_EXERCISE REQUIREMENTS_
Return every line in the rows below that contains the string "mark". Case counts, so a line matches only if its capital and lowercase letters are the same.
# # # # #
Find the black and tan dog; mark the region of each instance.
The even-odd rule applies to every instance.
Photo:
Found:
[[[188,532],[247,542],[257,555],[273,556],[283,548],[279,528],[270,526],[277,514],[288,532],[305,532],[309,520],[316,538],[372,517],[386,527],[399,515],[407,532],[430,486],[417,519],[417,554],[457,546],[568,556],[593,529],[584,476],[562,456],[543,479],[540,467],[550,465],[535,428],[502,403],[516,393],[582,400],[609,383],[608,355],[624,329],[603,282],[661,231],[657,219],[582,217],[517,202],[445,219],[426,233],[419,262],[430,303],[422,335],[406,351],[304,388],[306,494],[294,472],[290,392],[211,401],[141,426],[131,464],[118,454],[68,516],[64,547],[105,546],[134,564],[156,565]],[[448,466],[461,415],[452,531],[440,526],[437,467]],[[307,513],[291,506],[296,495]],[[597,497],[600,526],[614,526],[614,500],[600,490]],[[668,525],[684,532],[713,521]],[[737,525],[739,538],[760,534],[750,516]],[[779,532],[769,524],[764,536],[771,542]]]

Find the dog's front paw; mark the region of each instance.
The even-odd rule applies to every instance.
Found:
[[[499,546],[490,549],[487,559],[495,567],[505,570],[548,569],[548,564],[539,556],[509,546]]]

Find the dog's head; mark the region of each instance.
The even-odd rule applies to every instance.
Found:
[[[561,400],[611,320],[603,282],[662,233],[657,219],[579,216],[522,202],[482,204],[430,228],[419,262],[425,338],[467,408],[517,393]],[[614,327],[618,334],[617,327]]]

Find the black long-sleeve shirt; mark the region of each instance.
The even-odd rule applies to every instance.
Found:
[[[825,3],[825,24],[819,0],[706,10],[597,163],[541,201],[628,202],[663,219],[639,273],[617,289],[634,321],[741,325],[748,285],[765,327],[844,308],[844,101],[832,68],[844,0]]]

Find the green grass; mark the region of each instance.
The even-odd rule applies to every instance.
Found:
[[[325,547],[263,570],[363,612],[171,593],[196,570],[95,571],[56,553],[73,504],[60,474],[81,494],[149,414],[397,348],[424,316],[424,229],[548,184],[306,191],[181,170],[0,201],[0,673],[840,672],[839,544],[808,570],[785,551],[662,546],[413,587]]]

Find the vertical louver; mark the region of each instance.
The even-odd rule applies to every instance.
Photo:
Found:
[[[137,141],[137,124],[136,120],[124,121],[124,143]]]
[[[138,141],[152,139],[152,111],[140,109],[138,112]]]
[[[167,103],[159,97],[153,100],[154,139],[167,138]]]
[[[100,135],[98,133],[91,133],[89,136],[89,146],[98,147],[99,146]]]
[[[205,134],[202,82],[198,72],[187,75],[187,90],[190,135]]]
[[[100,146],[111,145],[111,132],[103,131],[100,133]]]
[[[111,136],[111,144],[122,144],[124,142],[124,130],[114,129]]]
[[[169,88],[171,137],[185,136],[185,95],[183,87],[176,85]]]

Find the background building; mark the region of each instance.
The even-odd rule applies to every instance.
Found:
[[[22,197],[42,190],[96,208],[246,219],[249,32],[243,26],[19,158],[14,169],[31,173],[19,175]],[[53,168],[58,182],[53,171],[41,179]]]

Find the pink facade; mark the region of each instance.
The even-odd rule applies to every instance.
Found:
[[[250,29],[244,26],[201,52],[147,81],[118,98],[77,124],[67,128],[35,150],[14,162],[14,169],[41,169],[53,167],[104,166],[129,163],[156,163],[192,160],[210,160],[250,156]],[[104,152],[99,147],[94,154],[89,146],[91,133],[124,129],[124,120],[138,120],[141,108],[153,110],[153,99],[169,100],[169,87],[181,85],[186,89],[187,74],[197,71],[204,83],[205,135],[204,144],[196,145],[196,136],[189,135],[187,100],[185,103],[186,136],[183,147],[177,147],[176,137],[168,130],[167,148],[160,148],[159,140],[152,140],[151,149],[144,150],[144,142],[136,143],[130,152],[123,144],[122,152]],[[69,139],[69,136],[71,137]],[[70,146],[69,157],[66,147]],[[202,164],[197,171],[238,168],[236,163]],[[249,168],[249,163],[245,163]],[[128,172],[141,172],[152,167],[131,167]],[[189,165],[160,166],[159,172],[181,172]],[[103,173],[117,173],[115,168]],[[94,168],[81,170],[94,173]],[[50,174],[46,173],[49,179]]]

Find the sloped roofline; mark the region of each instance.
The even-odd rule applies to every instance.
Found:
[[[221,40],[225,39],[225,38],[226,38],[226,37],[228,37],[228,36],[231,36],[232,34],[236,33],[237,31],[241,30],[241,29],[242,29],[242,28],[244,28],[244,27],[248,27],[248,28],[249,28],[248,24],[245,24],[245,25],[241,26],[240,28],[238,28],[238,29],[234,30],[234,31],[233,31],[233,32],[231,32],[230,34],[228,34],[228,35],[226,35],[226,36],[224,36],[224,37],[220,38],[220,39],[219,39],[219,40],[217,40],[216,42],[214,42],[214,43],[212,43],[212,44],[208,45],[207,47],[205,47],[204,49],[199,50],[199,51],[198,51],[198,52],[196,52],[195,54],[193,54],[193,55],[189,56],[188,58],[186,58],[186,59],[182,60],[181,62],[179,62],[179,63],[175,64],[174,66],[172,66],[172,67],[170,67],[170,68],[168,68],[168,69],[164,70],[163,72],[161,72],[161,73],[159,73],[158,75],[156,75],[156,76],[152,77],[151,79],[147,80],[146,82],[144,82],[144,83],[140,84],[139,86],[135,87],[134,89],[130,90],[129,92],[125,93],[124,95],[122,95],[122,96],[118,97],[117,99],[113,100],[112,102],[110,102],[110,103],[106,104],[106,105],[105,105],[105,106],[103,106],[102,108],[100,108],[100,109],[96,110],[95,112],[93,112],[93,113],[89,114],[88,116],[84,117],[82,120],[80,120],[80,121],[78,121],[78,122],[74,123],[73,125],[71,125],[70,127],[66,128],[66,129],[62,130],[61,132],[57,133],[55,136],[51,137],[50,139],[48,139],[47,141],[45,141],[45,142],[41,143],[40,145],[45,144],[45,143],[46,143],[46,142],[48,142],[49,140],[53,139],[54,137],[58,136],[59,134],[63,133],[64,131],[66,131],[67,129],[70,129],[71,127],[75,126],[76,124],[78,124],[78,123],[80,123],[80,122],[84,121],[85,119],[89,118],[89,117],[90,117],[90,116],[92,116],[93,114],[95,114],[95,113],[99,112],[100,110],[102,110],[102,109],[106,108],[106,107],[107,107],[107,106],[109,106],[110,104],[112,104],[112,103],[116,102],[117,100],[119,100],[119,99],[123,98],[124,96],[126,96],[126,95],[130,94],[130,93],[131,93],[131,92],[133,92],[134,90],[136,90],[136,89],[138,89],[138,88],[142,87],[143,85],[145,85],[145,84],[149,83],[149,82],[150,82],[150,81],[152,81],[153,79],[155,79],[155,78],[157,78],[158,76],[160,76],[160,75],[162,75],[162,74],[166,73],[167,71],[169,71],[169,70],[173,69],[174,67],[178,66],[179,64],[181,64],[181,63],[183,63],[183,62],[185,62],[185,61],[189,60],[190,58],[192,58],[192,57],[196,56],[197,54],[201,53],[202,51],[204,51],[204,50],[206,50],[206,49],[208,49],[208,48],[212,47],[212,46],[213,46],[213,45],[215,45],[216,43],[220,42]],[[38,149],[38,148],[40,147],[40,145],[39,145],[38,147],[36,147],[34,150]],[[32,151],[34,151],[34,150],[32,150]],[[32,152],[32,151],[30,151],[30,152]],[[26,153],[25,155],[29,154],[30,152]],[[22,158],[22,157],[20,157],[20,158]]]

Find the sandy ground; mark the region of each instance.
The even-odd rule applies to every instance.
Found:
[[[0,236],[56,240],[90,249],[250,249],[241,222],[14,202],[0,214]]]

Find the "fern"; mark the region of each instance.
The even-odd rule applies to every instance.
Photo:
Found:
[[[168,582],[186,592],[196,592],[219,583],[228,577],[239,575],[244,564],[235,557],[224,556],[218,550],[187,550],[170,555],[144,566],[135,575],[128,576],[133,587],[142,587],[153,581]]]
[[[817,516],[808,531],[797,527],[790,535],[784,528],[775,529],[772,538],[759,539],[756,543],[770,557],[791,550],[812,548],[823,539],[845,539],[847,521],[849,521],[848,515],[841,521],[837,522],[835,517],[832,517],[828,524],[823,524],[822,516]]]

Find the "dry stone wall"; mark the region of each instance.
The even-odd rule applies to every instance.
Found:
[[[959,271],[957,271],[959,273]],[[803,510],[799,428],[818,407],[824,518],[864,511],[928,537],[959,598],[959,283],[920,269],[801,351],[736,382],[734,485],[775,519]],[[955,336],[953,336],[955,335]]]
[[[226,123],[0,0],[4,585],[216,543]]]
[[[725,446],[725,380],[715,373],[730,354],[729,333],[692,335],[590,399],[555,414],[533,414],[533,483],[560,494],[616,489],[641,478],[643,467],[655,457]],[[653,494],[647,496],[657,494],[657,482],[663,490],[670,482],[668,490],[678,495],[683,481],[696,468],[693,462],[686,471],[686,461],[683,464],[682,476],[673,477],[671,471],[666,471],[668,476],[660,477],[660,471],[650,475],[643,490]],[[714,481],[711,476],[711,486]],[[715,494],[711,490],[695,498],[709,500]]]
# # # # #
_ANSWER TO THE EXERCISE_
Find the black and tan dog; mark the region of each instance.
Find the dog's front paw; mark the region of each instance.
Find the dog's head; mark the region of each instance.
Find the black long-sleeve shirt; mark the region of each instance.
Find the green grass; mark the region of each instance.
Find the vertical louver; mark the region of each instance.
Find the background building; mark the region of each instance.
Find the pink facade; mark the region of each instance.
Find the sloped roofline; mark the region of each instance.
Find the sandy ground; mark the region of each instance.
Find the "fern"; mark the region of each instance.
Find the "dry stone wall"; mark the region of each instance.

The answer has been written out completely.